Write out word for word the portion of the stock-screening passage from "Looking for a" up to and including "at lighting speed.".

### Passage shown

.....

Moving on to our arithmetic part and start applying the method to real examples:
First stage is market participants. We have nearly 20,000 companies (19,800 to be precise) with the given limit of $200 million of a market cap. We cut them down to 18,900 with our non-dividend stocks filter. Not a very big decline though but this is only one target out of four mentioned above.
One-step forward and we are on the Net Profit Margin side. And this is actually very important as we have to pick companies with at least 8% in profit margins. A huge cut from 18,900 down to 750 and we are finally getting closer to our ultimate number.
Next stop is cash per share ratio. In our case the positive value we set in is 1. The move from 750 down to 252 and we are almost on the home stretch with our method.
Our last stage is a reliable gross margin ratio and its threshold of at least 40%. Abracadabra and it cuts 252 companies to just 90 and we are finally good to go!
The Figures Can’t Lie
You see, just a number of certain steps and we have made a huge reduction of the field. A cut from 19,800 to just 90 companies and 99% of the risk is out. It saves your time, money and of course nerves. But does it mean you are completely free-risk now and all you need to do is trade the remaining companies that give you handsome and fast profits only?
No, it is the wrong mind-set.
Also, the 99% companies we already threw off doesn’t mean they don’t generate profits. It is wrong again!
From a statistical perspective you have much more chance (or call it probability) to become successful while trading those 90 microcaps than the entire 19,800 field. However, when we wipe off our risk exposures we also diminish some of the upside rally capacity which in turn affects our future profits.
You’ve got to be very careful when choosing what penny stocks to trade as companies may be at different stages of their business life cycles.
Looking for a six-figure profit? Then most likely your choice is to stick to a company that’s in a growth stage, has made it through the toddler years and its revenues are actually increasing at lighting speed.
Do Not Fall Into Illusions and Delusions
I assume some you of are still very pessimistic about what I’ve presented above but let me make it clear one more time.

.....

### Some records
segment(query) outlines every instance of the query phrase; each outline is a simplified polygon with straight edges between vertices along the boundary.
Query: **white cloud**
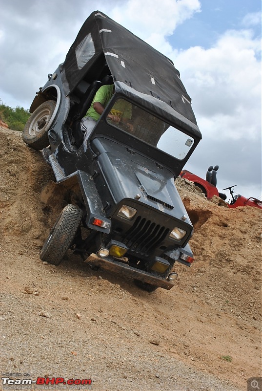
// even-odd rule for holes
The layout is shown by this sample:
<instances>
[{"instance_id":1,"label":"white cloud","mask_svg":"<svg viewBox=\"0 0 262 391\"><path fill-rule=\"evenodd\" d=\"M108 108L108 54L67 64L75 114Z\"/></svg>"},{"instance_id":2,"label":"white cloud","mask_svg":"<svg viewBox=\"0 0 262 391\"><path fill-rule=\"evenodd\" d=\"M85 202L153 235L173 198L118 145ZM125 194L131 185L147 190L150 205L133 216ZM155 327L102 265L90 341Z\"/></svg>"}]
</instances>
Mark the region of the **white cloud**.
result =
<instances>
[{"instance_id":1,"label":"white cloud","mask_svg":"<svg viewBox=\"0 0 262 391\"><path fill-rule=\"evenodd\" d=\"M205 136L255 138L261 131L259 41L250 30L225 33L210 49L197 46L173 58L181 70Z\"/></svg>"},{"instance_id":2,"label":"white cloud","mask_svg":"<svg viewBox=\"0 0 262 391\"><path fill-rule=\"evenodd\" d=\"M114 7L110 16L114 20L157 48L170 50L164 37L195 12L200 12L199 0L128 0Z\"/></svg>"}]
</instances>

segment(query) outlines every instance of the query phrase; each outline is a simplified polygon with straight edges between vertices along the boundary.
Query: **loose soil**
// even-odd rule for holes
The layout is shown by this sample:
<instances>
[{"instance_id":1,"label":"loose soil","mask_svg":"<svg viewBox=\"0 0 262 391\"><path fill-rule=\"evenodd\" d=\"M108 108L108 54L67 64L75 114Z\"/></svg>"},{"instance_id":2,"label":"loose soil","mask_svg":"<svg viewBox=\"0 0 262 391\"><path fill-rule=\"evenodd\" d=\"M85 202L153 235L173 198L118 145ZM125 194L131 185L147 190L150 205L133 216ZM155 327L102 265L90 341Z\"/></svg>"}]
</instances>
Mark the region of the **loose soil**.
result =
<instances>
[{"instance_id":1,"label":"loose soil","mask_svg":"<svg viewBox=\"0 0 262 391\"><path fill-rule=\"evenodd\" d=\"M71 250L59 266L43 263L40 251L64 202L40 201L55 179L20 133L0 128L0 140L1 377L177 391L245 390L261 376L261 210L219 206L178 178L195 261L175 264L171 290L149 293Z\"/></svg>"}]
</instances>

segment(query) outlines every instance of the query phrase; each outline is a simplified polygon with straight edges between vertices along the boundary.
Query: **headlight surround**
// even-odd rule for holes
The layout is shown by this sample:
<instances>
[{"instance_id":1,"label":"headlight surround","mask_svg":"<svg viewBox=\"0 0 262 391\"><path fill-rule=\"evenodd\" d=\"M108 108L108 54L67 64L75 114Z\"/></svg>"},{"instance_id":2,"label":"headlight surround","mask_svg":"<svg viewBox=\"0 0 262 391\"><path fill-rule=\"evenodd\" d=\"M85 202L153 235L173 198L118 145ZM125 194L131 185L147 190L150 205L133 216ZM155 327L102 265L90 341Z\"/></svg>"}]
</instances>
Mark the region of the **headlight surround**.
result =
<instances>
[{"instance_id":1,"label":"headlight surround","mask_svg":"<svg viewBox=\"0 0 262 391\"><path fill-rule=\"evenodd\" d=\"M119 210L118 216L122 217L123 218L126 219L126 220L131 220L137 212L137 210L135 209L134 208L131 208L131 206L123 205Z\"/></svg>"},{"instance_id":2,"label":"headlight surround","mask_svg":"<svg viewBox=\"0 0 262 391\"><path fill-rule=\"evenodd\" d=\"M181 240L186 234L186 231L179 228L178 227L175 227L174 229L171 231L169 237L171 239L175 239L175 240Z\"/></svg>"}]
</instances>

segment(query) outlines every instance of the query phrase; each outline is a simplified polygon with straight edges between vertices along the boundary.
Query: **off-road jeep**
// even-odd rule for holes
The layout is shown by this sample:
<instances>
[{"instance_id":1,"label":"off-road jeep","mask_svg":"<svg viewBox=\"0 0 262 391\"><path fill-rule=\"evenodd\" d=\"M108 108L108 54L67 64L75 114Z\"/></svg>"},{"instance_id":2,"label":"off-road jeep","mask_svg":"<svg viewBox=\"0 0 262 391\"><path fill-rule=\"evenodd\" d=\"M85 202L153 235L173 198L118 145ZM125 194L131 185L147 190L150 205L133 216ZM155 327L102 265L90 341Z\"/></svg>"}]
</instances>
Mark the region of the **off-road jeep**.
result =
<instances>
[{"instance_id":1,"label":"off-road jeep","mask_svg":"<svg viewBox=\"0 0 262 391\"><path fill-rule=\"evenodd\" d=\"M81 120L104 84L115 93L83 143ZM37 93L23 140L42 150L72 195L41 259L57 265L71 248L144 289L171 289L175 262L193 261L193 227L175 179L201 139L172 61L95 11ZM132 127L109 119L120 101Z\"/></svg>"}]
</instances>

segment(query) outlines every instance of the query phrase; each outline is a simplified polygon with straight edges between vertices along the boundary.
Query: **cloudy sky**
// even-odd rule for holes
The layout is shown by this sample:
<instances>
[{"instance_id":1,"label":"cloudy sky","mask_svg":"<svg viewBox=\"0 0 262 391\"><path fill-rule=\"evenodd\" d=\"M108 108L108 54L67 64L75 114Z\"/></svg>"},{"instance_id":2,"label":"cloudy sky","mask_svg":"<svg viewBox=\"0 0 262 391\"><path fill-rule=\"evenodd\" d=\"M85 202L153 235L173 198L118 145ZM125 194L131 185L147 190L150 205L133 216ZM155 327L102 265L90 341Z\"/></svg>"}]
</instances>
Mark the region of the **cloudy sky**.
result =
<instances>
[{"instance_id":1,"label":"cloudy sky","mask_svg":"<svg viewBox=\"0 0 262 391\"><path fill-rule=\"evenodd\" d=\"M0 0L0 99L30 107L99 10L169 57L203 139L185 168L261 199L261 0ZM228 196L229 193L227 193Z\"/></svg>"}]
</instances>

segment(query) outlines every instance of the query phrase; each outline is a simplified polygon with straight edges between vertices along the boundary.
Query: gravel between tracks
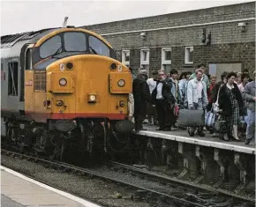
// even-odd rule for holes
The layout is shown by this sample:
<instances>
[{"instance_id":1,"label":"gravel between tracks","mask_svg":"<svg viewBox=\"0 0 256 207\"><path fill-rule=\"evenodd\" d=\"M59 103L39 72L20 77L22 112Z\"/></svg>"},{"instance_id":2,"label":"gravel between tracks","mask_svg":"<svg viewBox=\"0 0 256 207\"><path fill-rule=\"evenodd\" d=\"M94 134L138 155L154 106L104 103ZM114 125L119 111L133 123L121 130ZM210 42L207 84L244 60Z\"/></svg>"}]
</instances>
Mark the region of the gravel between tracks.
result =
<instances>
[{"instance_id":1,"label":"gravel between tracks","mask_svg":"<svg viewBox=\"0 0 256 207\"><path fill-rule=\"evenodd\" d=\"M134 201L131 199L131 195L135 193L134 189L107 182L98 178L92 178L88 175L58 172L52 168L47 168L41 164L6 155L2 155L2 165L103 206L161 206L160 203L157 203L157 201L154 203L147 203L147 200ZM118 198L119 196L122 196L122 198ZM170 207L170 205L169 206Z\"/></svg>"}]
</instances>

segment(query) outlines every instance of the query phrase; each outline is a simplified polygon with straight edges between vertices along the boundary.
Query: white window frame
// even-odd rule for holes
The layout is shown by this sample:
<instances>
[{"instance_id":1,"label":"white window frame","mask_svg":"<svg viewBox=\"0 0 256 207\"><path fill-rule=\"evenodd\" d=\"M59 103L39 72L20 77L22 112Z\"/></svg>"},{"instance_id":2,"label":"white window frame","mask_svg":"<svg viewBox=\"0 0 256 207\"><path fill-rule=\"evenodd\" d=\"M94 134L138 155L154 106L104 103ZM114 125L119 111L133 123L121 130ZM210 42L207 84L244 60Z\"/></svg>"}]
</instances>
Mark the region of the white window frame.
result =
<instances>
[{"instance_id":1,"label":"white window frame","mask_svg":"<svg viewBox=\"0 0 256 207\"><path fill-rule=\"evenodd\" d=\"M144 52L147 52L147 60L144 61ZM150 49L149 48L143 48L140 49L140 66L143 64L149 64L149 56L150 56Z\"/></svg>"},{"instance_id":2,"label":"white window frame","mask_svg":"<svg viewBox=\"0 0 256 207\"><path fill-rule=\"evenodd\" d=\"M170 60L165 59L165 52L171 52L171 48L162 48L162 64L161 65L162 65L162 70L164 69L163 65L167 65L167 64L171 65L171 59Z\"/></svg>"},{"instance_id":3,"label":"white window frame","mask_svg":"<svg viewBox=\"0 0 256 207\"><path fill-rule=\"evenodd\" d=\"M144 52L147 52L147 59L144 61ZM144 68L143 65L148 65L147 76L149 76L149 58L150 58L150 49L143 48L140 49L140 67Z\"/></svg>"},{"instance_id":4,"label":"white window frame","mask_svg":"<svg viewBox=\"0 0 256 207\"><path fill-rule=\"evenodd\" d=\"M129 61L124 61L125 60L125 55L129 53ZM128 49L125 49L125 50L122 50L122 63L124 64L125 64L126 66L130 66L130 59L131 56L130 56L130 50Z\"/></svg>"},{"instance_id":5,"label":"white window frame","mask_svg":"<svg viewBox=\"0 0 256 207\"><path fill-rule=\"evenodd\" d=\"M190 49L190 48L192 48L193 52L194 52L193 46L184 47L184 63L185 64L192 64L193 63L193 61L192 62L188 61L188 49ZM194 55L193 55L193 57L194 57Z\"/></svg>"}]
</instances>

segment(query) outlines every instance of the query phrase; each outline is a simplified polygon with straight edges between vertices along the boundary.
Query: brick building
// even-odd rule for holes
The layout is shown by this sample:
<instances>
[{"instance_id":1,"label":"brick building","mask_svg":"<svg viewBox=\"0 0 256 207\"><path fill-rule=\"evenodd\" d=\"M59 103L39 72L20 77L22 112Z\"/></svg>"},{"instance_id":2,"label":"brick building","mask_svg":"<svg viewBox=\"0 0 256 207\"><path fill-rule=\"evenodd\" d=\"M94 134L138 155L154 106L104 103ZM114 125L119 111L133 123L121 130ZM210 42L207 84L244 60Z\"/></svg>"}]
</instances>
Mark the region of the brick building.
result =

.....

### The answer
Looking for a six-figure profit? Then most likely your choice is to stick to a company that’s in a growth stage, has made it through the toddler years and its revenues are actually increasing at lighting speed.